(Data entries)
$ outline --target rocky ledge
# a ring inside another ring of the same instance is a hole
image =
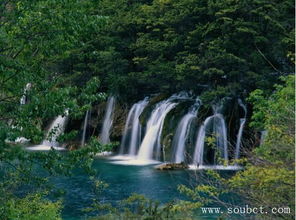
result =
[[[183,170],[189,166],[185,163],[163,163],[155,167],[157,170]]]

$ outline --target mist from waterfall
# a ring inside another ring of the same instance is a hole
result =
[[[139,117],[147,104],[148,98],[145,98],[144,100],[135,103],[130,109],[121,139],[119,154],[127,153],[130,156],[136,155],[137,147],[141,142],[142,128]]]
[[[86,136],[87,124],[88,124],[88,121],[89,121],[89,116],[90,116],[90,110],[87,110],[86,113],[85,113],[84,122],[83,122],[83,132],[82,132],[82,138],[81,138],[81,146],[85,145],[85,136]]]
[[[236,160],[239,159],[239,156],[240,156],[241,139],[242,139],[244,126],[245,126],[246,119],[247,119],[247,107],[246,107],[246,105],[243,104],[241,99],[238,99],[238,104],[244,110],[244,117],[240,118],[240,126],[239,126],[237,139],[236,139],[235,155],[234,155],[234,159],[236,159]]]
[[[103,126],[100,134],[100,142],[102,144],[110,143],[110,130],[113,123],[114,109],[115,109],[115,97],[110,96],[107,101],[106,112],[105,112]]]
[[[198,109],[201,105],[200,99],[196,99],[193,106],[190,107],[189,112],[180,120],[174,138],[173,138],[173,163],[181,163],[185,160],[185,145],[190,133],[192,121],[196,118]]]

• _Task to carry out_:
From the records above, pick out and copy each line holding the word "target".

• _Response for this exercise_:
$ outline --target rocky ledge
$ outline --target mist from waterfall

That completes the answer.